## EXERCISES TO COMPLETE
1. For each statement (a), (b) and (c), say whether it agrees with the tribute to Tenzin Conechok Samdo, answering yes or no and quoting the deciding words of the tribute. (a) The gathering is held at Cafe ArtScience. (b) The tribute calls Tenzin's work his most important achievement. (c) The quoted saying is attributed to Mother Theresa.
2. Answer these questions from the tribute to Tenzin Conechok Samdo:
(a) What is the name of Tenzin's son?
(b) Besides one person at a time, in what other unit did Tenzin spread love and kindness?
(c) What kind of opportunity does the tribute hope his son will have?
3. Extend the tribute to Tenzin Conechok Samdo beyond its final sentence.

___ TEXT SEGMENT

Sanjeev Yadav: Tonight at Cafe ArtScience, we celebrate the life of Tenzin Conechok Samdo, @BostonmixDrink a remarkable gentleman, a kindhearted soul, and a dreamer who was living his very own dreams, while spreading love, thoughtful advice and wisdom all the while with a big smile on his face……that was Tenzin Conechok Samdo!! Rarely do such people cross paths in our lives and we can only feel the blessings and privilege of knowing such a person as Tenzin. For all the success, hard work and dedication that he put forth to achieve his own dreams, his greatest passion and most important achievement, was his sweet and gentle son Mila….he was his world and Tenzin devoted his life to him! Tonight, we gather at Cafe ArtScience, where his artistry and creativity came to life and where he was able to also share his wisdom and always lend a kind ear.. Though he has left us all to soon, his memory, his wisdom and his life will forever serve as a reminder that the kindness and love that we put out into this world can make a tremendous impact…..Mother Theresa once said, “There are no great things, only small things with great love. Happy are those.” Tenzin’s life was about spreading love and kindness one person and one drink at a time….so please let us support his family and his son during this difficult time ahead and more specifically allow his son to have the educational opportunity to pursue his dreams!

______
___ SUPPLIED RECORDS

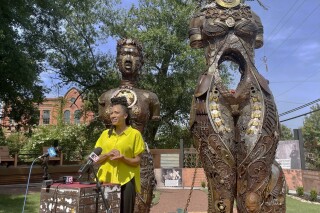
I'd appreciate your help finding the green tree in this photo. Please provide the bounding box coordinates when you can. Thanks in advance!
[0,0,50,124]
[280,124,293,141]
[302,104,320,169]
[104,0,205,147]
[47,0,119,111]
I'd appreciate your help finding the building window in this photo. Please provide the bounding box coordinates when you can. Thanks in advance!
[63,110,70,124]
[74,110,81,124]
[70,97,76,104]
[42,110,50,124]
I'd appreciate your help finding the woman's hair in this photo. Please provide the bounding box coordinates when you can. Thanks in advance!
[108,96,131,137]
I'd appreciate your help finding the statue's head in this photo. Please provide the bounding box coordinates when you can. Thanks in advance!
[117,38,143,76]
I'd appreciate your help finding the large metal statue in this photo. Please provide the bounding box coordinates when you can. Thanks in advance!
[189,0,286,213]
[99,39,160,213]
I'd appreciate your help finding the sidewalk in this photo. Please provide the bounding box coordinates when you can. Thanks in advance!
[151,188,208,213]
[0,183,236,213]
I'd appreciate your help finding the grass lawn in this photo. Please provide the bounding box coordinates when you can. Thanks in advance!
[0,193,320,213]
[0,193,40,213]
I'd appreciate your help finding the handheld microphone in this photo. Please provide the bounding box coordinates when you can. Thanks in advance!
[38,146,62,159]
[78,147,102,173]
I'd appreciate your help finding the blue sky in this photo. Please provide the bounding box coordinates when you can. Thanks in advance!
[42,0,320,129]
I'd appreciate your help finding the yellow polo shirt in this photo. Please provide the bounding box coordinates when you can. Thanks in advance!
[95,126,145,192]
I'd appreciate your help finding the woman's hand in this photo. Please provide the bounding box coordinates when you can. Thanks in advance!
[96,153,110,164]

______

## TASK-BY-TASK RESULTS
1.
(a) Yes: "Tonight at Cafe ArtScience, we celebrate the life of Tenzin Conechok Samdo"
(b) No: "his greatest passion and most important achievement, was his sweet and gentle son Mila"
(c) Yes: "Mother Theresa once said"

2.
(a) Mila
(b) One drink at a time
(c) The educational opportunity to pursue his dreams

3.
Susan McGrale Casale: Tenzin will always be one of my brother Ryan’s best friends. He has been so good to our family since Ryan’s passing-Please join me in supporting this beautiful human-if there was ever a time when you would give to a stranger it is now💕

Food & Wine: Boston Mourns Loss of Legendary Bartender Tenzin Samdo

Boston Magazine: Boston Restaurant Community Honors Late Bartender Tenzin Samdo

GoFundMe: His professional recognitions include Boston Magazine’s “Bartender of the Year” for 2018; Thrillist’s, Zagat’s, and Eater’s top Boston bartender awards; Nightclub & Bar’s June 2015 Bartender of the Month; and reaching the final 10 at Punch King’s Competition at COCHON 555.Most meaningful to Tenzin, however, was a small interview on “Voice of America” translated into Tibetan and broadcast to his father’s community – a true testament to his belief in the importance of family.

The impact that Tenzin has had not only on the bar scene in his adopted hometown of Boston, but worldwide via his impressive following is beyond compare. He has continuously poured his passion for helping others and advocating for a better world into all that he does. In Tenzin’s own words, “By consuming the cocktail, you’re destroying the art, but you’re left with the memory. It’s a reminder that life isn’t permanent, but it can be beautiful.”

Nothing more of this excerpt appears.